Fragmento del documento -
----

Los conservadores genuinos son de ‘extrema izquierda’
Aunque pueda sorprenderle, si usted se considera conservador tiene más sentido que apoye a eso que los medios de derechas denominan "extrema izquierda". En lenguaje pervertido constitucional: a los enemigos de España.
Hace ya más de quince años que Paul Krugman escribió La conciencia de un liberal. Su libro resultó tener una tonalidad profética en el sentido de que los niveles de desigualdad de los 00s eran perfectamente comparables a los de los años 20 del siglo pasado en los Estados Unidos. La historia volvió a rimar, como diría Mark Twain, en forma de grave crisis económica: La Gran Depresión en el 29 y la Gran Recesión en el 2008.
Todos conocemos las consecuencias catastróficas que supusieron estas crisis económicas y todos (deberíamos) ser conscientes de los efectos traumáticos que han tenido para las distintas democracias. En aquella época era la irrupción del fascismo y ahora es el renacer de un nuevo movimiento autoritario con opciones reales de acabar con el sueño de la democracia liberal.
Quiero aprovechar para recordar un pasaje no demasiado explorado del ensayo. En el libro, Krugman asoció el conservadurismo verdadero a los que defendían la igualdad. La idea es buena y apropiada porque precisamente la tarea de una persona conservadora genuina en nuestra era es que los insoportables niveles de desigualdad no acaben por destruir los endebles cimientos de la democracia.

----

Datos sin procesar -

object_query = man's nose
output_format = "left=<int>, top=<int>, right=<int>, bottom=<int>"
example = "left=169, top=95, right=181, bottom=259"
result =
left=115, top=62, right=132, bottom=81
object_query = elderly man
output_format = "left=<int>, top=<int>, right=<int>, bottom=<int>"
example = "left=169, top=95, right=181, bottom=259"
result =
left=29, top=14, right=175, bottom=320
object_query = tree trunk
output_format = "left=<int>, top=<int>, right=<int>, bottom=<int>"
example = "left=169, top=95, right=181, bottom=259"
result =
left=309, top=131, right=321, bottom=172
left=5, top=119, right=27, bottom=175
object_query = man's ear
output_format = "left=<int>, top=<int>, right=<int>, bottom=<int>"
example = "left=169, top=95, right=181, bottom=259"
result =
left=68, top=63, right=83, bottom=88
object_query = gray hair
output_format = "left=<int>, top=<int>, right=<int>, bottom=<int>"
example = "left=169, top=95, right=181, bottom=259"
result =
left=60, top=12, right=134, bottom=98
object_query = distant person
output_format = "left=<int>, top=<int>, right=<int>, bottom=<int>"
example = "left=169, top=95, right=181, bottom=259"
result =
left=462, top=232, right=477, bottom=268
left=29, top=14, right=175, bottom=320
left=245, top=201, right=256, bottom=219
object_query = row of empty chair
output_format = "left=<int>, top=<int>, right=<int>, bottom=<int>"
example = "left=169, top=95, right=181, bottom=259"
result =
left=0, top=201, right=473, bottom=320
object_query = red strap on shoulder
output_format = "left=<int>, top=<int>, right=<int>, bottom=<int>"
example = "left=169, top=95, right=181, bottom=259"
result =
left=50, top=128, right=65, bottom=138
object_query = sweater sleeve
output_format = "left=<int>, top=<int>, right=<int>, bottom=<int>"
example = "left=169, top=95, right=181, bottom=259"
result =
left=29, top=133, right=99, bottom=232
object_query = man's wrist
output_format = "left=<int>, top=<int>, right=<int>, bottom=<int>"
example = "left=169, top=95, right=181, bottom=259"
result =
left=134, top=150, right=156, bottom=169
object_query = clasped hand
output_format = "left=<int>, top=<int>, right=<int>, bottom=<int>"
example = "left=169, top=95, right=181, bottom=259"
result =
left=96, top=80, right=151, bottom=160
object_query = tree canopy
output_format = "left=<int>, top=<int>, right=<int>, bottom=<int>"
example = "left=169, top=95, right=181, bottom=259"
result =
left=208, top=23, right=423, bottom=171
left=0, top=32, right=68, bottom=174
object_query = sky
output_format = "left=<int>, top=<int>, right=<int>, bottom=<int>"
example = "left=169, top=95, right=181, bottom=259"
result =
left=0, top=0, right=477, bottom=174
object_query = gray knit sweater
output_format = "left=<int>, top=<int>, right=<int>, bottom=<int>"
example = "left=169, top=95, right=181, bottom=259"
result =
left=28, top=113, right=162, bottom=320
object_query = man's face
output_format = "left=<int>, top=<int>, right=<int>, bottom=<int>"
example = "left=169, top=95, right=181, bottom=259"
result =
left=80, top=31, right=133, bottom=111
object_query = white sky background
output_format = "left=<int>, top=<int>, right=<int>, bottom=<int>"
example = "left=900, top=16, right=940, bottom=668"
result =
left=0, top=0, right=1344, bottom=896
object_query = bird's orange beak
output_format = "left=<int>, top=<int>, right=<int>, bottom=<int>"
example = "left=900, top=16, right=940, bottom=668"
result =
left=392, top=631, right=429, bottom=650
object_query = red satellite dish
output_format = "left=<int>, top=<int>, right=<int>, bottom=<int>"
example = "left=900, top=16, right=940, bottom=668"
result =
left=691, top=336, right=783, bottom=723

----

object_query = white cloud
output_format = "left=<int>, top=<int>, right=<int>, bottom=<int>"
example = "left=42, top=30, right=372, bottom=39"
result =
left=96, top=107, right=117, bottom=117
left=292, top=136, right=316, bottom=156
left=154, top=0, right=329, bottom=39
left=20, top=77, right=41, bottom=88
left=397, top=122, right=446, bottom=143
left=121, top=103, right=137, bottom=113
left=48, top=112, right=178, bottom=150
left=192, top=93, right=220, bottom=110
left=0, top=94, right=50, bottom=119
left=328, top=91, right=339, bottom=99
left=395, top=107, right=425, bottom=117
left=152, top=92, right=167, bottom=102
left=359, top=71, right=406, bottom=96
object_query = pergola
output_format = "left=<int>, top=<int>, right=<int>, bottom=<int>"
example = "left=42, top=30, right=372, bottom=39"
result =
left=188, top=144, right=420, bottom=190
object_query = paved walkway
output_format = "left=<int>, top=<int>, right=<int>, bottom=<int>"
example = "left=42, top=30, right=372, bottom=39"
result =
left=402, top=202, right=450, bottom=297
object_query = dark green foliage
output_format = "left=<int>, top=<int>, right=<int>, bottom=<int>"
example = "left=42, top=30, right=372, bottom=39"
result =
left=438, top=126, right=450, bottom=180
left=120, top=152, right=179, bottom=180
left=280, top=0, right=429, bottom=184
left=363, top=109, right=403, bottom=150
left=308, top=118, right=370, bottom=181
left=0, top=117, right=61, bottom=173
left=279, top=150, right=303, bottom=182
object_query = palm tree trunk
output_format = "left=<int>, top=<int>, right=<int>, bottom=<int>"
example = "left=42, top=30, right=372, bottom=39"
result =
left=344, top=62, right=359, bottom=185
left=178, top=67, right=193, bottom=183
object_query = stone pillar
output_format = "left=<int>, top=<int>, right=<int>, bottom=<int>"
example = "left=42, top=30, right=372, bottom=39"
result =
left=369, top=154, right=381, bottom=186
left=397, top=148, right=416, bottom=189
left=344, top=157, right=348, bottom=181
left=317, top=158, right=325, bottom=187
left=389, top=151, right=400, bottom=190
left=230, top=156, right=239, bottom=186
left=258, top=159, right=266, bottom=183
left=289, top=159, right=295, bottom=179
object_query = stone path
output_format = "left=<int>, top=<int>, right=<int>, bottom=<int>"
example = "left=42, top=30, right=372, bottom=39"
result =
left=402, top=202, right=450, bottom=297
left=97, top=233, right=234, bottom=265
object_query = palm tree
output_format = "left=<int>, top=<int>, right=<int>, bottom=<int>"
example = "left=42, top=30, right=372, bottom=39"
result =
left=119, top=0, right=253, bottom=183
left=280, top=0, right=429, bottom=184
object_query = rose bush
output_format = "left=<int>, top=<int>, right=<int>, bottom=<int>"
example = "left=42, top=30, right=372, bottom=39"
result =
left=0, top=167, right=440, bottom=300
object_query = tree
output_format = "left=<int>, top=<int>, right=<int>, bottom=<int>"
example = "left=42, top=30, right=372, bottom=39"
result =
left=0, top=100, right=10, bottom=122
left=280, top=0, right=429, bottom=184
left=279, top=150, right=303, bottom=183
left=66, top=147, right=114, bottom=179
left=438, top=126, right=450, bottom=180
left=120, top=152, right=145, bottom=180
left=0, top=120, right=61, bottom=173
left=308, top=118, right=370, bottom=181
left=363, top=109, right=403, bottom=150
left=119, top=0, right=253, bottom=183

----

Tarea planteada - Según el fragmento sobre el conservadurismo, ¿con quiénes asoció Krugman el conservadurismo verdadero? Responde basándote únicamente en el fragmento.

Resultado del ejercicio - Con los que defendían la igualdad.